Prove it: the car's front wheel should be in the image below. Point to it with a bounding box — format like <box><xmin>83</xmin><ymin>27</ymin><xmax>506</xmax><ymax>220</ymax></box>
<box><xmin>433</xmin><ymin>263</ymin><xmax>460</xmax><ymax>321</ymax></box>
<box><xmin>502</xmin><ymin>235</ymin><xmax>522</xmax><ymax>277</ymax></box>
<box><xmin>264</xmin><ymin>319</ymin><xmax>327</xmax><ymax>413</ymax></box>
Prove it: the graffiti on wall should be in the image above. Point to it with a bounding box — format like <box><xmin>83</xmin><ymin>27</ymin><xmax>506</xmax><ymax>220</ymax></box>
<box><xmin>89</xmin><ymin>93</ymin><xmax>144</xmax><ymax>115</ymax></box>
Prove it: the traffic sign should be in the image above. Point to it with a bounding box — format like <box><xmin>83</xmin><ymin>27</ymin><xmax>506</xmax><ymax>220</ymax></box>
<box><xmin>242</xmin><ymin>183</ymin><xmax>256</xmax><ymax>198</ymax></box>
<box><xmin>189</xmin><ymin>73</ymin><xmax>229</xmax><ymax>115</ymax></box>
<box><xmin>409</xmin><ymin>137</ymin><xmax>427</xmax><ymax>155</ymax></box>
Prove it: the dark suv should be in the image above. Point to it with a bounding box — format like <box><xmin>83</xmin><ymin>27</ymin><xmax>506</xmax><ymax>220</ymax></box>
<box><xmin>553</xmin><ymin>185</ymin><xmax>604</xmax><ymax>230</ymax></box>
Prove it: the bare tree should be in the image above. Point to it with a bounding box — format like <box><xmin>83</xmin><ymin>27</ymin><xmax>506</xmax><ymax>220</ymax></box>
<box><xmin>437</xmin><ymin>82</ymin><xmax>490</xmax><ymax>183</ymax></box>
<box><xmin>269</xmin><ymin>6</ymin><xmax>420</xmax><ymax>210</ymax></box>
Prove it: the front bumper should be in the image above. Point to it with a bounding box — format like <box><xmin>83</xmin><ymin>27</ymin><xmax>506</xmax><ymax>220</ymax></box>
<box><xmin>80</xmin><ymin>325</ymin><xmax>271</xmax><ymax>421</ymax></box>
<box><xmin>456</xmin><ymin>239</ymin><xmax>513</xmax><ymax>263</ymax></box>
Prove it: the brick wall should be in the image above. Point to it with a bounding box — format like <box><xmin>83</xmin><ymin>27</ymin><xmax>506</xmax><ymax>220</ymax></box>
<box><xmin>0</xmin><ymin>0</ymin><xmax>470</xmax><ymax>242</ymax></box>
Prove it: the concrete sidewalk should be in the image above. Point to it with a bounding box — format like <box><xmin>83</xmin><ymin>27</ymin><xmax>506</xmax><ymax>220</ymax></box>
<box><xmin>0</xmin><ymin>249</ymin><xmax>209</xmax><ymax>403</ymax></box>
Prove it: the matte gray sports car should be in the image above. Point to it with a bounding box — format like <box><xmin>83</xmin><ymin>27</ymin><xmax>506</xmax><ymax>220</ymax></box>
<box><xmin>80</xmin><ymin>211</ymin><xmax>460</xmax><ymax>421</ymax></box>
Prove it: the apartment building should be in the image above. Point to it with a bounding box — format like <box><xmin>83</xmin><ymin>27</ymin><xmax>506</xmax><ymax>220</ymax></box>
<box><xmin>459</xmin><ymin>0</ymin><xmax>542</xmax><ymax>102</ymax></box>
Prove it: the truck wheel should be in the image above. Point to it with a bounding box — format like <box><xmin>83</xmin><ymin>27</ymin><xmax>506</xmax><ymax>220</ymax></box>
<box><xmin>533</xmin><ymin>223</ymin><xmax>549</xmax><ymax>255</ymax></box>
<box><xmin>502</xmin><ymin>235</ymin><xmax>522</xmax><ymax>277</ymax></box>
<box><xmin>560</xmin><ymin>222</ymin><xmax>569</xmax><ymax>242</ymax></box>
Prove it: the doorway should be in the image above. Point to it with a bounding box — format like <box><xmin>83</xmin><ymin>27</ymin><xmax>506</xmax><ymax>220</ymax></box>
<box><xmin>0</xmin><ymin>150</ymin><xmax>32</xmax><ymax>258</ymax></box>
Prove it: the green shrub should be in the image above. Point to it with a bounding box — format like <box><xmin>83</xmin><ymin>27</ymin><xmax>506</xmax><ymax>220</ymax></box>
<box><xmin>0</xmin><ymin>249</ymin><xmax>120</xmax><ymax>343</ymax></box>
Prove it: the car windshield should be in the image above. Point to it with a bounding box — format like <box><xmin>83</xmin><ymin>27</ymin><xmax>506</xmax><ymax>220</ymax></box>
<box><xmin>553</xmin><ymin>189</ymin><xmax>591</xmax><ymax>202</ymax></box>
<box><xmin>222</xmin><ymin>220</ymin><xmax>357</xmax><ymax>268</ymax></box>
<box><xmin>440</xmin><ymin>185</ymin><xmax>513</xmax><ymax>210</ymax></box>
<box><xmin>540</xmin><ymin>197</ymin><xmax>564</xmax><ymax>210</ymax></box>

---

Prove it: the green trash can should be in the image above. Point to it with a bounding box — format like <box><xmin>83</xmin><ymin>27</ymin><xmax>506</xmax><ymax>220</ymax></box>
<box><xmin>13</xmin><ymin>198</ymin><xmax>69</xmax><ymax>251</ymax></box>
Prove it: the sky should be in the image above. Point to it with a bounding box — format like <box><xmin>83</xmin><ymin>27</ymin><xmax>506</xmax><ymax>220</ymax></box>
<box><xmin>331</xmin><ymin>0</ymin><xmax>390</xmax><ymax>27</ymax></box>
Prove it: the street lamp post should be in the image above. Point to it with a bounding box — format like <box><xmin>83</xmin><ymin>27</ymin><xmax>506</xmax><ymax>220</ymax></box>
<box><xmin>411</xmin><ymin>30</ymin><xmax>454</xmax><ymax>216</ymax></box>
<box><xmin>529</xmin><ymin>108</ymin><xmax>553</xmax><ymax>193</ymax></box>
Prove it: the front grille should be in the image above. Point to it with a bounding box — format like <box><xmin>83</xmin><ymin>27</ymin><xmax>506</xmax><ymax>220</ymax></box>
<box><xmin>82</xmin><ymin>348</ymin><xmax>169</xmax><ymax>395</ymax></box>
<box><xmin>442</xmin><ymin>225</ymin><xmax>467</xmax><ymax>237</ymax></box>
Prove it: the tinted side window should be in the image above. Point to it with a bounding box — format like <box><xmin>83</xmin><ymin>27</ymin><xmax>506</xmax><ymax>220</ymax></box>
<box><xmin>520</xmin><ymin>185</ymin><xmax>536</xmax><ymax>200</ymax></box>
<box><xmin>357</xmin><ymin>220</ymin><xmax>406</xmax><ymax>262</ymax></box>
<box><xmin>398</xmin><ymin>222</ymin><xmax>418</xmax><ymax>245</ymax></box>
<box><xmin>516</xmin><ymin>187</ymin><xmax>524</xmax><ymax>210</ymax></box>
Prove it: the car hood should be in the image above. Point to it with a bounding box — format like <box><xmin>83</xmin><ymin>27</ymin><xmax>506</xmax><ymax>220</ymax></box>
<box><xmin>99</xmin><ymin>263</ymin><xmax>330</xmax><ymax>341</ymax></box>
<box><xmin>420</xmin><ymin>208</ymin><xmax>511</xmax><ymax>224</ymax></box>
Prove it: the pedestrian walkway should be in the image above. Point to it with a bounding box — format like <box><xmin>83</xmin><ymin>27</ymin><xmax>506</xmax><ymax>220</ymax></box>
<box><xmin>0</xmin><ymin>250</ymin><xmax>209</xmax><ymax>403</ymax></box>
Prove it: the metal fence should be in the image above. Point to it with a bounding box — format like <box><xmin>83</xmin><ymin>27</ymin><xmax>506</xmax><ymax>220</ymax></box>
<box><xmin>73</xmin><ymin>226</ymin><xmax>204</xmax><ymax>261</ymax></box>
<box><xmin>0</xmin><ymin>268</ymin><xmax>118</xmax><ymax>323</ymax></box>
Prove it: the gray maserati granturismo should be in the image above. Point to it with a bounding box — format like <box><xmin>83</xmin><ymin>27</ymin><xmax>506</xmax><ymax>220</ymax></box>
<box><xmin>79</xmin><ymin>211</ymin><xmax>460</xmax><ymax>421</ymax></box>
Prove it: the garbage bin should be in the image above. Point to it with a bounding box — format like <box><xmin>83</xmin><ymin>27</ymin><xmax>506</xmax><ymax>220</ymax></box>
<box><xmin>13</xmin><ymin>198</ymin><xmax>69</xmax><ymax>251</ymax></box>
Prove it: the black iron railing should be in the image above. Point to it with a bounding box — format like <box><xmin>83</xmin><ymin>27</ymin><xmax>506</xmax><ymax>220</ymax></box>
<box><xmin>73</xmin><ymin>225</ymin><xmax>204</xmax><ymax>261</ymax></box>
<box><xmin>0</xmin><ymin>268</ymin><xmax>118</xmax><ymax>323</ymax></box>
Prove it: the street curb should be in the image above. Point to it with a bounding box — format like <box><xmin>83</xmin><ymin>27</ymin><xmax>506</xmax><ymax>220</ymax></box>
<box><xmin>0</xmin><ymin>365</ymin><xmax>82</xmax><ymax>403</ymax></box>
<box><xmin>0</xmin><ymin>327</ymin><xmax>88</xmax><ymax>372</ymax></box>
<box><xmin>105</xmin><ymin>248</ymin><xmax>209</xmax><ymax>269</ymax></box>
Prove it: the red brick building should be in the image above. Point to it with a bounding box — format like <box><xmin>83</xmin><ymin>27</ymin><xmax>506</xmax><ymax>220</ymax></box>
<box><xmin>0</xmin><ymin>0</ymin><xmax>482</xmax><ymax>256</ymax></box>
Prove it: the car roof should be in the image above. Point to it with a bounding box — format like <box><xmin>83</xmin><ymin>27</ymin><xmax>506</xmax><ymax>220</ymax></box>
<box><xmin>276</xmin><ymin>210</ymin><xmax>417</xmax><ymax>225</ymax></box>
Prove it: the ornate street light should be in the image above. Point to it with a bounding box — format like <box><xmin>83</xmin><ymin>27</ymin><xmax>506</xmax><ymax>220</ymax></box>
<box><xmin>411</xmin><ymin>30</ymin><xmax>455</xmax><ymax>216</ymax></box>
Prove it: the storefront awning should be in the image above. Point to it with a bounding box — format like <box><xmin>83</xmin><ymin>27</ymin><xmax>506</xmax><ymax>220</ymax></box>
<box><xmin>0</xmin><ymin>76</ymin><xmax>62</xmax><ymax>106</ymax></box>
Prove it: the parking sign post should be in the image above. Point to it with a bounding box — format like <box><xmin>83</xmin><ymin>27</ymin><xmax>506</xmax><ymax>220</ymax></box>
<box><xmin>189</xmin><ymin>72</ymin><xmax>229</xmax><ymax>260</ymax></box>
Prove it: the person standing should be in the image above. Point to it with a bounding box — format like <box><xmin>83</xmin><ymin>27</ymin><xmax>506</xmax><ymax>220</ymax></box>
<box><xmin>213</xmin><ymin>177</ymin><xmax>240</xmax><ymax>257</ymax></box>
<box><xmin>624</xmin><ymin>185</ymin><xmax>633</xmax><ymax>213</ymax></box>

---

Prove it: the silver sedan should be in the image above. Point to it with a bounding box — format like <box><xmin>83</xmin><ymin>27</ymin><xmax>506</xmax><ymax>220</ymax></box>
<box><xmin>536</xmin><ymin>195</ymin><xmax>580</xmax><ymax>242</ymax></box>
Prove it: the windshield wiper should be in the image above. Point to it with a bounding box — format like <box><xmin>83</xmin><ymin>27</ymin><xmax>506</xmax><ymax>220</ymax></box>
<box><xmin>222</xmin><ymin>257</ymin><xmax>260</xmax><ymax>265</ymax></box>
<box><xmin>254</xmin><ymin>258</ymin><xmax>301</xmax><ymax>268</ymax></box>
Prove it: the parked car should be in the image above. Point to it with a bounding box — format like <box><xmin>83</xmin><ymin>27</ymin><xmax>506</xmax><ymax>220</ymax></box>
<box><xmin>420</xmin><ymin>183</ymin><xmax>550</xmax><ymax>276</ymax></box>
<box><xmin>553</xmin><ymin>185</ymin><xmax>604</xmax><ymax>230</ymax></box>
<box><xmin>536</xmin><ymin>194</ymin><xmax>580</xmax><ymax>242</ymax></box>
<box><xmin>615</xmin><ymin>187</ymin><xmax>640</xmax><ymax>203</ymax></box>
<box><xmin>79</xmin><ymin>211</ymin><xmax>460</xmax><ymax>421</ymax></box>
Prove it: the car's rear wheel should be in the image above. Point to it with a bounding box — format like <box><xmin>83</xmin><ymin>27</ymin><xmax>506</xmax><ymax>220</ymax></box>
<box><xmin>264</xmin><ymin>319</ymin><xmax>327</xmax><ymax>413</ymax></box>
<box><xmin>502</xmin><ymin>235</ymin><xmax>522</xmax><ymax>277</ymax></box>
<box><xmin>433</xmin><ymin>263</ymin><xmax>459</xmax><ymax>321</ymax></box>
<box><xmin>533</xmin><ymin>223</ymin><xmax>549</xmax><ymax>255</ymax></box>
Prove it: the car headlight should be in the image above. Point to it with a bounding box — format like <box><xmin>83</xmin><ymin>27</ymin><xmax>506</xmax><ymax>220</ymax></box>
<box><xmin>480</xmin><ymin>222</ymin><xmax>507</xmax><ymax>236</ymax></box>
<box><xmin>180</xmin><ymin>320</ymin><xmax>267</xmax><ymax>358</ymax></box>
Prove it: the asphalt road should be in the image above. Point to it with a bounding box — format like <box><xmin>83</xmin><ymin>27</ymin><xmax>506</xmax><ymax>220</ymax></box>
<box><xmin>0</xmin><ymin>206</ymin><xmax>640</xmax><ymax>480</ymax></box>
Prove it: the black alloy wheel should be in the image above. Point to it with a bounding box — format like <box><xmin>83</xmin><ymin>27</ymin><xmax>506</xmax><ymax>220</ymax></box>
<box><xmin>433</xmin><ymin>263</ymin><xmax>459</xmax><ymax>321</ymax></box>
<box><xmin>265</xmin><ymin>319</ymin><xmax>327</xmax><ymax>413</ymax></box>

Task to carry out - Report how many of the lines above contain the string "gray", treating uppercase and lowercase letters as distinct. Give only the number.

Written solution - 2